**WHAT THIS TASK INVOLVES:** Rewrite the data, changing every "set a marker" to "place a point" and leaving everything else untouched.

[DATA FOR THIS EXERCISE start]

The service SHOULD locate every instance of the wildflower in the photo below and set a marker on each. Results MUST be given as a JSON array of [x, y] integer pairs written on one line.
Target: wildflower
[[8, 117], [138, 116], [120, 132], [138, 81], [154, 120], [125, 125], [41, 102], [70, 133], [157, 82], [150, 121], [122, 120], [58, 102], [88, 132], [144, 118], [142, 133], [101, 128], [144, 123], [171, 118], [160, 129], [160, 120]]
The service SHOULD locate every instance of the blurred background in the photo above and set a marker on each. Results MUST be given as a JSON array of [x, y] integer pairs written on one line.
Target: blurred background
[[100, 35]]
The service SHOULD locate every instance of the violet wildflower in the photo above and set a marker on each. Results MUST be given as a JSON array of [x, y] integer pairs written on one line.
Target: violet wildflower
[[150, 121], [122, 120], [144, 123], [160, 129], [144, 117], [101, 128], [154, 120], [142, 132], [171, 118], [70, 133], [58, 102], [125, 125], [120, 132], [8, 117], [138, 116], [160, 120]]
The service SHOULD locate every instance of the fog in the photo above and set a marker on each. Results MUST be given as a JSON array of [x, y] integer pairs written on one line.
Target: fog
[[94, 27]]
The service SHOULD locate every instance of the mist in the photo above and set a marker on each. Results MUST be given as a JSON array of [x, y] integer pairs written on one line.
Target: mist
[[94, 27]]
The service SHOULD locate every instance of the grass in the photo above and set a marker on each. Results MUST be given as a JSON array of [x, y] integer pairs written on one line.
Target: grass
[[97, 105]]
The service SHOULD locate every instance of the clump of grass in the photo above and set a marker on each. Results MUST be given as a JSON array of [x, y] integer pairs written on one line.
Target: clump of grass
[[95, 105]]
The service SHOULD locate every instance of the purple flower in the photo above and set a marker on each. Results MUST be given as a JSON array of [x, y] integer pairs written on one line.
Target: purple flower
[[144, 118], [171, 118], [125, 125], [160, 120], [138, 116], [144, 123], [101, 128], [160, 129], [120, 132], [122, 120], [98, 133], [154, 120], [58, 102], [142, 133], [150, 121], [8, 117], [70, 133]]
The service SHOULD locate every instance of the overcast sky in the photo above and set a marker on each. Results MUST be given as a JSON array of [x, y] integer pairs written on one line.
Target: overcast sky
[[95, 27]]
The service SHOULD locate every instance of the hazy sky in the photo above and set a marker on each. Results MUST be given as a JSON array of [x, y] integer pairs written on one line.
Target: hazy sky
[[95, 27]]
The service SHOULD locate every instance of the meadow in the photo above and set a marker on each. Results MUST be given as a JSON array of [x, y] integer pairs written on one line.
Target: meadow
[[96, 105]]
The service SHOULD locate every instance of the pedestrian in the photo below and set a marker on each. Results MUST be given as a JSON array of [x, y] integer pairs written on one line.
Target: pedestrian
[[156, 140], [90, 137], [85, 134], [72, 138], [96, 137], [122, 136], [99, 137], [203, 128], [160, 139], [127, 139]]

[DATA FOR THIS EXERCISE end]

**EXERCISE ANSWER:**
The service SHOULD locate every instance of the wildflower in the photo below and place a point on each. Results MUST be given as a JSON array of [x, y] integer pairs written on one line.
Target: wildflower
[[8, 117], [138, 116], [120, 132], [138, 81], [154, 120], [125, 125], [41, 102], [70, 133], [157, 82], [150, 121], [122, 120], [58, 102], [88, 132], [144, 118], [142, 133], [101, 128], [144, 123], [171, 118], [160, 129], [160, 120]]
The service SHOULD locate every instance of the blurred background in the photo above and place a point on each. Results MUST be given as a JSON array of [x, y] integer pairs written on one line.
Target: blurred background
[[100, 35]]
The service SHOULD locate every instance of the violet wildflower in the photo above and place a point on each. Results MUST be given as a JSON array of [x, y] integer pairs written on one line.
Target: violet wildflower
[[150, 121], [122, 120], [144, 123], [160, 129], [144, 117], [101, 128], [154, 120], [142, 132], [171, 118], [70, 133], [58, 102], [125, 125], [120, 132], [8, 117], [138, 116], [160, 120]]
The service SHOULD locate every instance of the fog in the photo above and place a point on each. Results MUST be given as a JSON array of [x, y] integer pairs written on one line.
Target: fog
[[94, 27]]
The service SHOULD locate every instance of the mist in the photo above and place a point on each. Results MUST be given as a JSON array of [x, y] integer pairs written on one line.
Target: mist
[[94, 27]]
The service SHOULD locate every instance of the grass in the photo above and place a point on each. Results MUST be given as a JSON array of [x, y] integer pairs written on one line.
Target: grass
[[97, 105]]
The service SHOULD locate every instance of the clump of grass in the photo above and place a point on each. Results MUST be given as a JSON array of [x, y] integer pairs written on one line.
Target: clump of grass
[[95, 105]]
The service SHOULD locate every instance of the purple flower in the photo above and place a point on each. Results MUST be given as a JSON array of [x, y] integer pairs written on one line.
Target: purple flower
[[144, 118], [171, 118], [125, 125], [160, 120], [138, 116], [144, 123], [101, 128], [160, 129], [120, 132], [122, 120], [98, 133], [154, 120], [58, 102], [142, 133], [150, 121], [8, 117], [70, 133]]
The service SHOULD locate every instance of the overcast sky in the photo above and place a point on each. Results MUST be given as a JSON array of [x, y] integer pairs written on one line.
Target: overcast sky
[[95, 27]]
The service SHOULD locate every instance of the hazy sky in the photo above and place a point on each. Results MUST be given as a JSON array of [x, y] integer pairs written on one line.
Target: hazy sky
[[95, 27]]
The service SHOULD locate every instance of the meadow in the photo above and place a point on each. Results MUST be given as a JSON array of [x, y] integer pairs written on one line.
Target: meadow
[[96, 105]]
The service SHOULD locate every instance of the pedestrian in the photo below and place a point on each. Results MUST be given as a JSON array of [x, y] integer pairs written on one line.
Target: pedestrian
[[156, 140], [90, 137], [85, 134], [72, 138], [96, 137], [122, 136], [99, 137], [203, 128], [160, 139], [127, 139]]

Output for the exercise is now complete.